Challenges
- 1) In the Solr thread, rewrite the paragraph beginning "So the suggestion would be to upgrade" as one shorter sentence that keeps its main facts.
- 2) In the Solr thread, the answer beginning "So you want to group your results" names function queries as one option that will not do what was asked. What parameter does it name alongside them?

Extract

# # # # #

1

I'm implementing a grouped search in Solr. I'm looking for a way of summing one field and sort the results by this sum. With the following data example I hope it will be clearer.

{
  [
    {
      "id" : 1,
      "parent_id" : 22,
      "valueToBeSummed": 3
    },
    {
      "id" : 2,
      "parent_id" : 22,
      "valueToBeSummed": 1
    },
    {
      "id" : 3,
      "parent_id" : 33,
      "valueToBeSummed": 1
    },
    {
      "id" : 4,
      "parent_id" : 5,
      "valueToBeSummed": 21
    }
  ]
}

If the search is made over this data I'd like to obtain

{
  [
    {
      "numFound": 1,
      "summedValue" : 21,
      "parent_id" : 5
    },
    {
      "numFound": 2,
      "summedValue" : 4,
      "parent_id" : 22
    },
    {
      "numFound": 1,
      "summedValue" : 1,
      "parent_id" : 33
    }
  ]
}

Do you have any advice on this ?

Emilio Borraz
  • 516
  • 3
  • 17
  • The facet functions are the solution for my issue, with this I'm able to sort my results on a calculated value (sum) by group, facet results have pagination. – Emilio Borraz Jul 12 '15 at 17:24

3 Answers3

3

Solr 5.1+ (and 5.3) introduces Solr Facet functions to solve this exact issue.

From Yonik's introduction of the feature:

$ curl http://localhost:8983/solr/query -d 'q=*:*&
 json.facet={
   categories:{
     type : terms,
     field : cat,
     sort : "x desc",   // can also use sort:{x:desc}
     facet:{
       x : "avg(price)",
       y : "sum(price)"
     }
   }
 }
'

So the suggestion would be to upgrade to the newest version of Solr (the most recent version is currently 5.2.1, be advised that some of the syntax that's on the above link will be landed in 5.3 - the current release target).

MatsLindh
  • 49,529
  • 4
  • 53
  • 84
0

So you want to group your results on the field parent_id and inside each group you want to sum up the fields valueToBeSummed and then you want to sort the entire results (the groups) by this new summedvalue field. That is a very interesting use case...

Unfortunately, I don't think there is a built in way of doing what you have asked.

There are function queries which you can use to sort, there is a group.func parameter also, but they will not do what you have asked.

Have you already indexed this data? Or are you still in the process of charting out how to store this data? If its the latter then one possible way would be to have a summedvalue field for each documents and calculate this as and when a document gets indexed. For example, given the sample documents in your question, the first document will be indexed as

{
  "id" : 1,
  "parent_id" : 22,
  "valueToBeSummed": 3
  "summedvalue": 3
  "timestamp": current-timestamp
},

Before indexing the second document id:2 with parent_id:22 you will run a solr query to get the last indexed document with parent_id:22

Solr Query q=parent_id:22&sort=timestamp desc&rows=1

and add the summedvalue of id:1 with valueToBeSummed of id:2 So the next document will be indexed as

{
  "id" : 2,
  "parent_id" : 22,
  "valueToBeSummed": 1
  "summedvalue": 4
  "timestamp": current-timestamp
}

and so on.

# # # # #

Supplied data
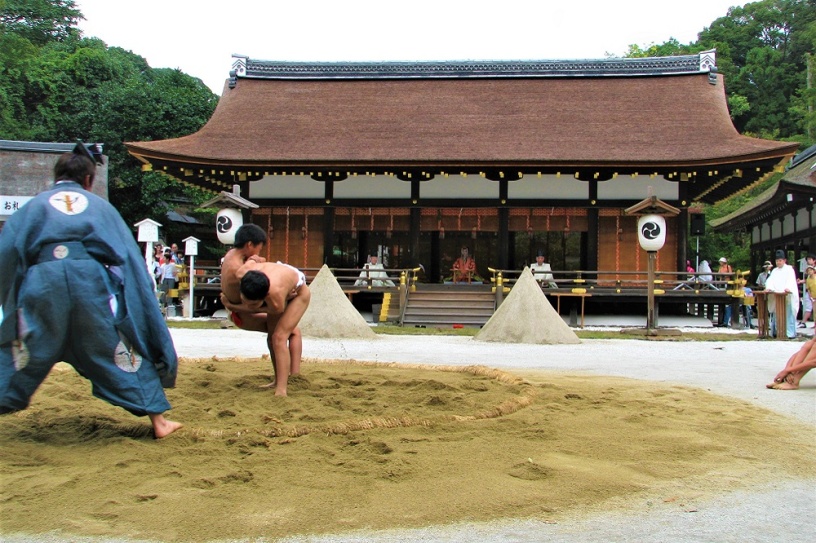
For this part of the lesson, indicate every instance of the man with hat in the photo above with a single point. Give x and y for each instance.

# # # # #

Responses in order
- 1) Upgrade to the newest Solr release, currently 5.2.1, though some syntax from the linked introduction will only arrive in 5.3, the current release target.

- 2) The group.func parameter.